YOUR INSTRUCTIONS:
Reproduce the data below with every "photograph" swapped for "image" and everything else left as is. Omit the pictures from your answer.

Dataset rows
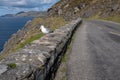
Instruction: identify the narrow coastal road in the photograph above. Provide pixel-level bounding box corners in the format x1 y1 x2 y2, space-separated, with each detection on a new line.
67 21 120 80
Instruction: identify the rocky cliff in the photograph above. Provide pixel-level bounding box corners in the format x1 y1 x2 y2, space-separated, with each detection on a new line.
48 0 120 20
0 19 81 80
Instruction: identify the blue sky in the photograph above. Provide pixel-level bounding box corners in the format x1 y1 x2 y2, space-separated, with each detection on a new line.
0 0 59 15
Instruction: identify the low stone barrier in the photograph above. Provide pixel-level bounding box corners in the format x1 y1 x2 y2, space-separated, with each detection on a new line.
0 19 81 80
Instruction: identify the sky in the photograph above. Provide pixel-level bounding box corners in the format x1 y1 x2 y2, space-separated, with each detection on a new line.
0 0 59 15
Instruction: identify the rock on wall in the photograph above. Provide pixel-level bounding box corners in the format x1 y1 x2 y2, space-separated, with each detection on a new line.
0 19 81 80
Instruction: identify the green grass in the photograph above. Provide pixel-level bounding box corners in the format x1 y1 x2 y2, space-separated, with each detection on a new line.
7 63 17 69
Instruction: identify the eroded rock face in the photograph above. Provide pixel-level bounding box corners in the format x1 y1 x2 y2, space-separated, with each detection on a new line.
0 19 81 80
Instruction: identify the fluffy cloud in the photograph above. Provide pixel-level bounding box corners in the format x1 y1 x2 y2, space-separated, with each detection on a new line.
0 0 59 9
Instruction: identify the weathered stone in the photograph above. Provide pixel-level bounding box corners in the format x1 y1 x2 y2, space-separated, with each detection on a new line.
0 19 81 80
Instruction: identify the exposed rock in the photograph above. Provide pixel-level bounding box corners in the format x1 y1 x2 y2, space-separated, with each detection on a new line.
0 19 81 80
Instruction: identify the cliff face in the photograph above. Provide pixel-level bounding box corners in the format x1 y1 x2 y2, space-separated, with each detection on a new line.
0 17 67 59
48 0 120 19
0 19 81 80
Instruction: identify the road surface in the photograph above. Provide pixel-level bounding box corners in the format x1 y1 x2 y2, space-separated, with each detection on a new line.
67 21 120 80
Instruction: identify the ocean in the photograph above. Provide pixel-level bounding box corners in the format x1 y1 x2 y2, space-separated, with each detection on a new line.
0 17 33 51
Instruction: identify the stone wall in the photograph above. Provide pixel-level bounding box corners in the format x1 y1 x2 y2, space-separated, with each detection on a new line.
0 19 81 80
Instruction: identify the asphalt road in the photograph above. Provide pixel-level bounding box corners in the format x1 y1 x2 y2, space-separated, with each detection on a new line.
67 21 120 80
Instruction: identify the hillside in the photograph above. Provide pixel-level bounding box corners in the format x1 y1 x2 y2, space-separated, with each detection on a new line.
48 0 120 20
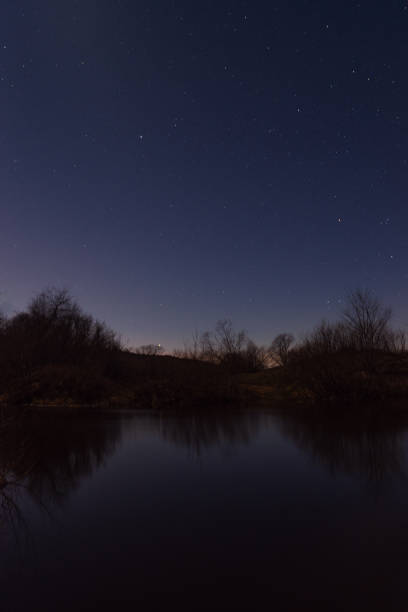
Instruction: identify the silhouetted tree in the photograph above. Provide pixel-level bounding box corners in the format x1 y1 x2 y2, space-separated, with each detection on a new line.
133 344 164 356
269 333 295 366
343 289 392 351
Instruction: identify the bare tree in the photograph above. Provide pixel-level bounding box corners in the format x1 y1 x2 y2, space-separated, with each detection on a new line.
269 333 295 366
343 289 391 351
133 344 164 356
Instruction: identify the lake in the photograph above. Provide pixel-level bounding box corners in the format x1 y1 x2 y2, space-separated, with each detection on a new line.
0 411 408 612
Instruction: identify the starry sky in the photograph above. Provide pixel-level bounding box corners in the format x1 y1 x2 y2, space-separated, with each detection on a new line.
0 0 408 348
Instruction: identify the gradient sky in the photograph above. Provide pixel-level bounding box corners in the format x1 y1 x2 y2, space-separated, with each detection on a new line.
0 0 408 348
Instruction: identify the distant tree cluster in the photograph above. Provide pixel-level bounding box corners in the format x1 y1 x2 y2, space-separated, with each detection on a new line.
0 288 121 404
174 319 269 373
272 290 407 399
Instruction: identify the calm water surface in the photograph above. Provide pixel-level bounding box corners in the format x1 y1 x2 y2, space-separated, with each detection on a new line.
0 412 408 612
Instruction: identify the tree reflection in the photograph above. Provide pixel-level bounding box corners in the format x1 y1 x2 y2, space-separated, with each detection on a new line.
0 414 122 532
278 411 407 483
156 411 262 456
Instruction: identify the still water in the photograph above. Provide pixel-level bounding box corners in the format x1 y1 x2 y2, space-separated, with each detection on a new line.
0 411 408 612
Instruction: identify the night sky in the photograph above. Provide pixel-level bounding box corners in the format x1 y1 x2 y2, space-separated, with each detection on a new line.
0 0 408 348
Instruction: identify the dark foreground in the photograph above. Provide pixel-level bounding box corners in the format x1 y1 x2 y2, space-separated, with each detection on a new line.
0 411 408 612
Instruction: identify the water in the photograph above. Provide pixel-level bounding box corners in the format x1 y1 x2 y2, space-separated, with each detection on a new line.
0 412 408 612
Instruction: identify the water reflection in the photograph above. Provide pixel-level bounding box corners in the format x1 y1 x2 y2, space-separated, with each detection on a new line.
0 415 122 532
154 412 264 457
277 411 407 483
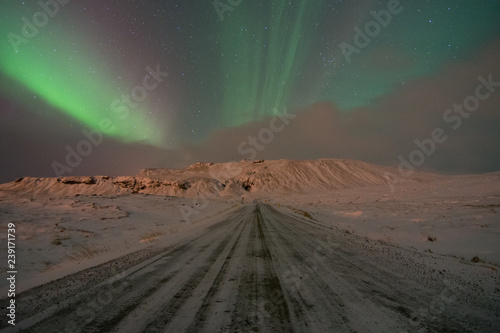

THE ANSWER:
Instruction: identify the narrow coastal road in the image above. Provide pixel-level bounding box corners in the format x1 y1 x2 y2, space-separated, with each detection on a new line.
67 21 120 80
Instruction: identify the rocky cliff in the image above. Provide pixel-level bounding box corners in the format x1 y1 x2 y2, space-separated, with each detection on a new line.
48 0 120 20
0 19 81 80
Instruction: identify the blue sky in the image above. Provide pixel-level bounding box corners in the format x1 y1 x2 y2, space-separated, with each detection on a new line.
0 0 59 15
Instruction: identify the low stone barrier in the image above. Provide pixel-level bounding box corners in the format x1 y1 x2 y2, space-separated, with each detection on a new line.
0 19 81 80
Instruction: identify the sky in the image above. Provide pixel-level bounding box corners in the format x1 y1 x2 y2, space-separated, with each detection on a new line.
0 0 59 15
Instruction: identify the rock on wall in the image above. Provide pixel-level bounding box corners in the format x1 y1 x2 y2, space-separated, with each detection on a new line.
0 19 81 80
Instruction: identify the green grass in the image above. Provide pixel-level bounding box corners in the format x1 y1 x2 y2, space-separated, with each detection on a new line.
7 63 17 69
Instruction: identify the eroded rock face in the image above. Provide pixel-level bounding box corners in the format x1 y1 x2 y2, space-separated, with each detection on a new line.
0 19 81 80
Instruction: identify the fluffy cloud in the image above. Provide pixel-level bounding box corners in the format x1 y1 x2 y2, space-separated, with each detection on a new line.
0 0 59 9
Instruction: identify the weathered stone in the image above. Provide pixel-level bounding box corners in the format x1 y1 x2 y2, space-separated, with each detection on a new line.
0 19 81 80
Instruction: identify the exposed rock in the image above. Provide pixel-level bounding box corners in the format x1 y1 x2 y2, space-separated, with each detection on a new line.
0 19 81 80
Instruction: identify the cliff face in the image above. Provide pixel-level bounding box corners in the format x1 y1 x2 y2, space-separated, with each detection on a new line.
0 17 67 59
48 0 120 19
0 19 81 80
Instruction: identify the road surface in the image above. Provide pixel-level bounding box corners in the format x1 y1 x2 y2, space-separated, with each detection on a new line.
67 21 120 80
Instruction: identify the ocean in the image above. Provide pixel-level bounding box corners in the format x1 y1 x2 y2, space-separated, with each detection on a new line.
0 17 33 51
Instruction: identify the stone wall in the image above. Provide pixel-level bounding box corners in the format x1 y1 x2 y2, space-separated, with each detection on a new line.
0 19 81 80
Instruction: identify the asphalt road in the image above. Provide pixel-level bounding box corners in the format x1 y1 x2 y2, space-separated, with each detection on a new line.
67 21 120 80
Instruction: identify the hillside in the image above. Provide pixel-level bounding box corners in the format x1 y1 x2 y2, space-separated, with each detection on a new line.
48 0 120 20
Instruction: identify the silhouetted tree in the image above. Provide pixel-level bounding box corners in the format x1 y1 x2 y2, space-separated, with each detection on a new line.
133 344 164 356
269 333 295 366
343 289 392 351
Instruction: identify the bare tree in the image above. Provide pixel-level bounding box corners in the format x1 y1 x2 y2, space-separated, with each detection on a new line.
269 333 295 366
343 289 391 351
133 344 164 356
Instruction: identify the lake in the image above. Provide pixel-level bounding box corners in the format x1 y1 x2 y2, space-separated, with each detection on a new line.
0 411 408 612
Instruction: identify the starry sky in the image above. Provide pixel-level bounding box corners in the format x1 y1 x2 y2, space-separated, with each detection on a new line.
0 0 408 348
Instruction: identify the gradient sky in the image above. Provide pixel-level bounding box corners in the format x1 y1 x2 y2, space-separated, with each detection on a new line.
0 0 408 348
Instruction: identify the distant tree cluster in the image above. Provide pixel-level bounding box corners in the format x1 y1 x2 y2, space-separated, with each detection on a new line.
0 288 121 404
174 319 269 373
272 290 407 399
Instruction: identify the calm water surface in the image above. Provide pixel-level bounding box corners in the format x1 y1 x2 y2, space-separated, with each detection on a new line.
0 412 408 612
Instruction: identify the tree reflection in the image above. Provide pixel-level bounding box corners in the format x1 y1 x2 y2, space-separated, with each detection on a new line.
0 414 122 532
278 411 407 483
156 411 262 456
Instruction: identify the still water in the image above. Provide pixel-level bounding box corners in the format x1 y1 x2 y2, space-separated, with each detection on a new line.
0 411 408 612
Instruction: identify the night sky in the image above. Provide pixel-level bounding box corners in the format x1 y1 x2 y2, space-separated, with each detection on a new line.
0 0 408 348
Instruction: identify the dark foreground in the image above. Provide pixel-level bounding box corners in the format x1 y1 x2 y2, space-separated, with each detection on a new line.
0 411 408 612
Instruction: identify the water in the image above. Provide pixel-level bounding box corners in the format x1 y1 x2 y2, space-separated, with each detection on a new line.
0 412 408 612
Instruction: identify the water reflection in the image above. Provide pixel-level bounding box corners in the format x1 y1 x2 y2, space-separated, with each detection on a new line.
0 415 122 532
154 412 264 457
277 411 407 483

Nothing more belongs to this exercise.